═══ EXERCISE DATA
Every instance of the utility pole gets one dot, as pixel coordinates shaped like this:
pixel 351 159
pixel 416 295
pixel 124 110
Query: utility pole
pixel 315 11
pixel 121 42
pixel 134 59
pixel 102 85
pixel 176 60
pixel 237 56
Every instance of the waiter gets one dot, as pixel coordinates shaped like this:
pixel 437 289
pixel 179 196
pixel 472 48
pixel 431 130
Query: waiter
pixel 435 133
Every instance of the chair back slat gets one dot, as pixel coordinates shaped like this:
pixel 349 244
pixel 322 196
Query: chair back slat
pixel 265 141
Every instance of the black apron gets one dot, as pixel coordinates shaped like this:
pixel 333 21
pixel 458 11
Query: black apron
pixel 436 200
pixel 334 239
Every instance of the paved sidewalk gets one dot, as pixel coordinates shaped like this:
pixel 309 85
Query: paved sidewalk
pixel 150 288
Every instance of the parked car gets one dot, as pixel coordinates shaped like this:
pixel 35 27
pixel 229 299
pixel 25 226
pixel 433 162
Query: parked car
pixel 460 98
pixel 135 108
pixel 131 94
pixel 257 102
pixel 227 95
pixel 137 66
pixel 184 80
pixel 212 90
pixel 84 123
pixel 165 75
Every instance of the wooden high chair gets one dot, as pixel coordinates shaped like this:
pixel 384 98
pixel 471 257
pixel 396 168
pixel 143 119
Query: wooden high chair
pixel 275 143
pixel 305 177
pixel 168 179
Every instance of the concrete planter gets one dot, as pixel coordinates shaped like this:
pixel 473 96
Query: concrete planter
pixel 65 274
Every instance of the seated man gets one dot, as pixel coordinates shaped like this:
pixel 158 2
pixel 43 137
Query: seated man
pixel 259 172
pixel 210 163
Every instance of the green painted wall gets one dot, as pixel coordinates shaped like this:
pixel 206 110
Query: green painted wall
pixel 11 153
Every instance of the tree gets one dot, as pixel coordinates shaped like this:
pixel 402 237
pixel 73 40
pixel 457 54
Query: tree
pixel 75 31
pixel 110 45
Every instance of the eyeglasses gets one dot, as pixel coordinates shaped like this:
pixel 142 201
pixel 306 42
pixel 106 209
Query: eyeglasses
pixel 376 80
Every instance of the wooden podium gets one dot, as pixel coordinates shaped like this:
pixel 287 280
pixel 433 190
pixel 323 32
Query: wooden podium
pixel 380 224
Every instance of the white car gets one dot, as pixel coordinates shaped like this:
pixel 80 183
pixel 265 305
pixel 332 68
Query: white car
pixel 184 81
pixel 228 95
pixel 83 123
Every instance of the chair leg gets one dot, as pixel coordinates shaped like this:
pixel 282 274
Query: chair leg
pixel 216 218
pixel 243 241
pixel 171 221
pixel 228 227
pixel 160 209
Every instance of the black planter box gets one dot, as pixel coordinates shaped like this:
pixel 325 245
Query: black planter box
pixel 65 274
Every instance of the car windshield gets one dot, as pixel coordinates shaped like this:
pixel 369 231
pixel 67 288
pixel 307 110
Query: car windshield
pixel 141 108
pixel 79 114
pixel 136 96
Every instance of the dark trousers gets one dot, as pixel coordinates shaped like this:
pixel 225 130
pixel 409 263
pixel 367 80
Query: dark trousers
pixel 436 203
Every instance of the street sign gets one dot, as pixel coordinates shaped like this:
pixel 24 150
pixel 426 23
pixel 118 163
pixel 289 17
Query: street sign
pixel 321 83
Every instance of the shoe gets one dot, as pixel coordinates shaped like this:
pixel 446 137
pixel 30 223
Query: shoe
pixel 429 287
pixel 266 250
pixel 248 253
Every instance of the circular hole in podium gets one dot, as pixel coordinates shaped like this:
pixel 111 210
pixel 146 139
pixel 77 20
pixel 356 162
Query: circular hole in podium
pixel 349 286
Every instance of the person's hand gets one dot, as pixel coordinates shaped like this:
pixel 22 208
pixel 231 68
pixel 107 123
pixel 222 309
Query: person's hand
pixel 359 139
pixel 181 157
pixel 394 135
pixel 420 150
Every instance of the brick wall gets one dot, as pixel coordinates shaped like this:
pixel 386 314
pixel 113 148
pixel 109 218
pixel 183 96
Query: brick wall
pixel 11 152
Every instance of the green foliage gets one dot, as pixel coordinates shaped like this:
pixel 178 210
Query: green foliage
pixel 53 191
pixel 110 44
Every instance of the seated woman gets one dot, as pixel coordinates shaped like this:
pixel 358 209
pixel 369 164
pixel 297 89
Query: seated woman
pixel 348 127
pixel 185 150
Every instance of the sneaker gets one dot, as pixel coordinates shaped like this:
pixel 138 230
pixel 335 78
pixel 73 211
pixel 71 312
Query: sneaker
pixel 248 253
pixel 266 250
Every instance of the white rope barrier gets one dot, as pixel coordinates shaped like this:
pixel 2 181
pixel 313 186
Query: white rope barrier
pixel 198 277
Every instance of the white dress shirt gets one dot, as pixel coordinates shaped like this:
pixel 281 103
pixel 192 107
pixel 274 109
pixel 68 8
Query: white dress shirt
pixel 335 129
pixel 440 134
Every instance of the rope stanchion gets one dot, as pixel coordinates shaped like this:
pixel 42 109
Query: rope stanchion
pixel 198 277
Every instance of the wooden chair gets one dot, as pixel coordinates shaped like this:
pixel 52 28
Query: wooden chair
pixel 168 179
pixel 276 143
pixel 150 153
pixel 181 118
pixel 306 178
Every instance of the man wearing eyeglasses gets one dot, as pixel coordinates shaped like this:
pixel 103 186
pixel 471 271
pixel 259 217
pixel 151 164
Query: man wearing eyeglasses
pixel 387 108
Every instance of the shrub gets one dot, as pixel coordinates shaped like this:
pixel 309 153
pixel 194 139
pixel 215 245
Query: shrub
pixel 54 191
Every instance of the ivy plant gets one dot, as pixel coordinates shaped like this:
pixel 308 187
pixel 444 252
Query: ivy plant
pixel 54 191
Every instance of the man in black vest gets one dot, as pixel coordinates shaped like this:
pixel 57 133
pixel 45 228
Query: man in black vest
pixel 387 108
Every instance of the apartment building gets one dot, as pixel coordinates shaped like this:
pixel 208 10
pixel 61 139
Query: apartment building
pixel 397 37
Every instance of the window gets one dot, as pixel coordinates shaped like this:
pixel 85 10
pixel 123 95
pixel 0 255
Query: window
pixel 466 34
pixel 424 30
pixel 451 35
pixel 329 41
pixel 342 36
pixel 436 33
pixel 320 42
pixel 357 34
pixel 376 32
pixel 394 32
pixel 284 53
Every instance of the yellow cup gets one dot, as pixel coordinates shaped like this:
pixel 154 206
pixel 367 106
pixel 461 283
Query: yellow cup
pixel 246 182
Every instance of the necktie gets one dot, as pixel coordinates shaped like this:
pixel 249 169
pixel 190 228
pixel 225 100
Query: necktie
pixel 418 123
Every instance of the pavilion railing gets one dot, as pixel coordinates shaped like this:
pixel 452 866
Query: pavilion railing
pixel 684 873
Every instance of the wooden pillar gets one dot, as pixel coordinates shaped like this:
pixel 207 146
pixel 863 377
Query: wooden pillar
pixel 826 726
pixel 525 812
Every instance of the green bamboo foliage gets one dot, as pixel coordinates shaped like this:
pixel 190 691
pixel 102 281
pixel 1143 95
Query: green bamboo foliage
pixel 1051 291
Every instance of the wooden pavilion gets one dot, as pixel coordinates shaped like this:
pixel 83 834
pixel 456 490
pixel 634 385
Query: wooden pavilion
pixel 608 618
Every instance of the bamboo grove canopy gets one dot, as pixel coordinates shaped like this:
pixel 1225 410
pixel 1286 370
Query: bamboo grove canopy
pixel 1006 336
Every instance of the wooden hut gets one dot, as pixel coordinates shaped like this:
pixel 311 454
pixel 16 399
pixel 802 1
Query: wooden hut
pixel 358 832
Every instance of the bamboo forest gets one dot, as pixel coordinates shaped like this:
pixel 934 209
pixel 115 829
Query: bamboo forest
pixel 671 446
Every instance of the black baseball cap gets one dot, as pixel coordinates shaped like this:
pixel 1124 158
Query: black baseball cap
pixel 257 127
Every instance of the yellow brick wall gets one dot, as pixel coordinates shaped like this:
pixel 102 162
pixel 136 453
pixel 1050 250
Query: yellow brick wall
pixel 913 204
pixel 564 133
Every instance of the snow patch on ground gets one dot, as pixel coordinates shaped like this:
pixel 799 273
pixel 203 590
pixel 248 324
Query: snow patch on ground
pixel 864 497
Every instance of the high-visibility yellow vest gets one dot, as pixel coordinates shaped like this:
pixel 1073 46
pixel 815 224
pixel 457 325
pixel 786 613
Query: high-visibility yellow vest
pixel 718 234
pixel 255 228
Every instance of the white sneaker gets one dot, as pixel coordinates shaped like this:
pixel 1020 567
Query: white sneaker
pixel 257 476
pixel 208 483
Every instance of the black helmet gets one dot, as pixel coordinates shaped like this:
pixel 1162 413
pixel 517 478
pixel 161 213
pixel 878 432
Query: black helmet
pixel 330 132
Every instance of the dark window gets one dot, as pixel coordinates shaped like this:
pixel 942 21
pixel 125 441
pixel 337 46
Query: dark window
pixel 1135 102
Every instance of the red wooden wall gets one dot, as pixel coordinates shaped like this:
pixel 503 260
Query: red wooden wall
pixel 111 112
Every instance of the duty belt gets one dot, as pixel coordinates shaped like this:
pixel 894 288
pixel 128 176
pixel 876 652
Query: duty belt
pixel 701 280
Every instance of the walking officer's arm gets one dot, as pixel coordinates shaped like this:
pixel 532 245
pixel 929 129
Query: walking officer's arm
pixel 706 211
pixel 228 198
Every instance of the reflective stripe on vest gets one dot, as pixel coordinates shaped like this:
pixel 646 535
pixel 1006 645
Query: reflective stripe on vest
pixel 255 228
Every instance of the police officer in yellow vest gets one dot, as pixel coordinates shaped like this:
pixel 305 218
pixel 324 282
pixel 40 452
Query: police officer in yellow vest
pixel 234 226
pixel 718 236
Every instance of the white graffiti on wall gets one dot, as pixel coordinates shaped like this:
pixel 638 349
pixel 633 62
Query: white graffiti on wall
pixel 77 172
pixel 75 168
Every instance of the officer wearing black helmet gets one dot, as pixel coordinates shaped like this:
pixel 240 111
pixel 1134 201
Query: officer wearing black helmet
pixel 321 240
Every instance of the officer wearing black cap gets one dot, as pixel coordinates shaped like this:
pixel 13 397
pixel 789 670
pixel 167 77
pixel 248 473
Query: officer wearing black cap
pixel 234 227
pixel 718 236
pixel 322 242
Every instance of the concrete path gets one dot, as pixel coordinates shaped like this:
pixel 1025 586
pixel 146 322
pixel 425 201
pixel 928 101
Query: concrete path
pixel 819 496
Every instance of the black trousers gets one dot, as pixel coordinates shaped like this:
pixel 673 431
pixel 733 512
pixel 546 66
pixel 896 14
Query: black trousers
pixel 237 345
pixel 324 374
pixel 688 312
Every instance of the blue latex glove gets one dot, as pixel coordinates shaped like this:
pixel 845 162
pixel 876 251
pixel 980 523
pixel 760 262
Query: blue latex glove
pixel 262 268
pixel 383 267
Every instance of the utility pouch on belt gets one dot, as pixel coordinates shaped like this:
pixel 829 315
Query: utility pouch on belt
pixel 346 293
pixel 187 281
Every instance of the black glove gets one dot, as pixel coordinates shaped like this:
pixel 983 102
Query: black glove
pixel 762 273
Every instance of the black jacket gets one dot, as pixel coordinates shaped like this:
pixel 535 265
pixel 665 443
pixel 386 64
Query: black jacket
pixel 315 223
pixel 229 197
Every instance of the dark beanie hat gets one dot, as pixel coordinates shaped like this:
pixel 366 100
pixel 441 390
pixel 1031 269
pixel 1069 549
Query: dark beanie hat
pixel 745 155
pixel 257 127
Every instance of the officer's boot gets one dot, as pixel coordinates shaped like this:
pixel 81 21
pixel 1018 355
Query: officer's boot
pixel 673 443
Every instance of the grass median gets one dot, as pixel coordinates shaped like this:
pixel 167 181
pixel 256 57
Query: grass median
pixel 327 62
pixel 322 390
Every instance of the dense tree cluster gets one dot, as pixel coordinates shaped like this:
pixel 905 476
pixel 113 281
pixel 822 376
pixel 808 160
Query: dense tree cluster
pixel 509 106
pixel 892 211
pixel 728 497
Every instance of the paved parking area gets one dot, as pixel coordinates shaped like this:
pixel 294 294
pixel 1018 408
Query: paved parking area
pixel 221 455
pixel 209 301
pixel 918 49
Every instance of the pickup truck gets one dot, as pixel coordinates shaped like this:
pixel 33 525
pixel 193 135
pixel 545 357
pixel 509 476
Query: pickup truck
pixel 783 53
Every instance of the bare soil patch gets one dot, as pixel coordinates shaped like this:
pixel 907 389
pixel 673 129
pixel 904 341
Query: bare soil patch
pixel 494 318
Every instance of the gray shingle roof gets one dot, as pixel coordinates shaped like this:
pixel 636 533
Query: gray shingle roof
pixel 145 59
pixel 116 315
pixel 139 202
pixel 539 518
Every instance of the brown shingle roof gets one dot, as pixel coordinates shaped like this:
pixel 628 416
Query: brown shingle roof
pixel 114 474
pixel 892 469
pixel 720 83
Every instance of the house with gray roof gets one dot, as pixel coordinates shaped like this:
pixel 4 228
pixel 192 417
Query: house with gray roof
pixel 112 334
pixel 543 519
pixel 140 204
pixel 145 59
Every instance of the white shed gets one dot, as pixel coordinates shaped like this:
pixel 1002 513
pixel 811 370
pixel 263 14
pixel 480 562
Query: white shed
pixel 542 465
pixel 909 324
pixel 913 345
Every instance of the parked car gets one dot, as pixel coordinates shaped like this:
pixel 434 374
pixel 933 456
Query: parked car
══════
*TASK STATEMENT*:
Copy out, unchanged, the lines starting with the one containing "Every instance of the blue" and going on through the one containing "pixel 383 267", including both of those lines.

*SOLUTION FOR THIS EXERCISE*:
Every instance of the blue latex glove gets one dot, as pixel coordinates shaped like this:
pixel 845 162
pixel 876 251
pixel 980 523
pixel 760 262
Query: blue latex glove
pixel 262 268
pixel 383 267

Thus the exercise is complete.